━━ Source text

Top Ten things that have changed since lockdown one

Illustration: Siloam Yeung / The Peak

By: Juztin Bello, SFU Alumnus

  1. Your need for people

Early lockdown saw you lamenting over missing friends and enthusiastically speeding through Zoom calls like your ex from high school who, since dating you, speeds through frequent relationships (what’s up with that?). Nowadays, your friends would be lucky to have you open their message or even glance at your phone (other than for YouTube videos that become significantly more interesting past 1 a.m.). Just remember to keep enough people around for when lockdown ends; your dwindling social skills won’t lend themselves well to meeting and subsequently mistreating new people.

  1. Toilet paper hoarding

Can you believe that there was a time in our lives where people treated toilet paper like fucking gold? Seriously, what was up with that? Did people think that catching COVID-19 was going to induce around-the-clock shitting? No amount of ply in the world could save those cheeks from the virus, and yet here people were, literally suplexing one another just for that good TP. We should just be lucky that those Charmin bears who love wiping their asses don’t actually exist, ‘cause it would’ve been over for us all.

━━━━
━━ Extracted entries

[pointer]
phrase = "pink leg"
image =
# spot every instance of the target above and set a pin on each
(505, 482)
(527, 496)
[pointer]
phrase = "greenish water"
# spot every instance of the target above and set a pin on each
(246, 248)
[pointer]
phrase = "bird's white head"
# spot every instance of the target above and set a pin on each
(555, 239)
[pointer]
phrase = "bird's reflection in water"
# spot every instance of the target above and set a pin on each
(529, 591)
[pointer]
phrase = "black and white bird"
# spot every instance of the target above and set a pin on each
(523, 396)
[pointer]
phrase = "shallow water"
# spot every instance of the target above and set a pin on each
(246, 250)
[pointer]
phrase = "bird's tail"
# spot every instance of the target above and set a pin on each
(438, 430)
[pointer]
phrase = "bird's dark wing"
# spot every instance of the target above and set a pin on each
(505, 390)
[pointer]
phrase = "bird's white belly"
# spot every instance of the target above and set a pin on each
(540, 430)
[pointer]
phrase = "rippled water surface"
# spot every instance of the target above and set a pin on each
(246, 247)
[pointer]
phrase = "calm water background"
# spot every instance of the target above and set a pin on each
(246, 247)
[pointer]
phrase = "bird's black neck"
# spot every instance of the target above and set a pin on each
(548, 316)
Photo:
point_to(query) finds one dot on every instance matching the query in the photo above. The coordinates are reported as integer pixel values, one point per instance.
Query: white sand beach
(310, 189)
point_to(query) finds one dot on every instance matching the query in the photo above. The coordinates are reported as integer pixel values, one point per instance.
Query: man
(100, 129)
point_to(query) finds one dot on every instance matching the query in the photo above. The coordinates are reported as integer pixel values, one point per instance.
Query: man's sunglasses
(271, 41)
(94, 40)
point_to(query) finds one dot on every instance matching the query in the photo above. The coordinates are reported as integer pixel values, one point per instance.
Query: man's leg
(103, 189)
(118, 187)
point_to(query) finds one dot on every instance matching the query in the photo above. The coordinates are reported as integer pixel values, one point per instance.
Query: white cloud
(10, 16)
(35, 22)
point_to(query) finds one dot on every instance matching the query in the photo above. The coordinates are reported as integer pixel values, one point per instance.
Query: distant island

━━━━

**Aim of the exercise**
Rewrite the passage of the lockdown list that begins at "Early lockdown saw" and ends after "mistreating new people.", swapping "Zoom" for "Skype".

**Solution to this problem**
Early lockdown saw you lamenting over missing friends and enthusiastically speeding through Skype calls like your ex from high school who, since dating you, speeds through frequent relationships (what’s up with that?). Nowadays, your friends would be lucky to have you open their message or even glance at your phone (other than for YouTube videos that become significantly more interesting past 1 a.m.). Just remember to keep enough people around for when lockdown ends; your dwindling social skills won’t lend themselves well to meeting and subsequently mistreating new people.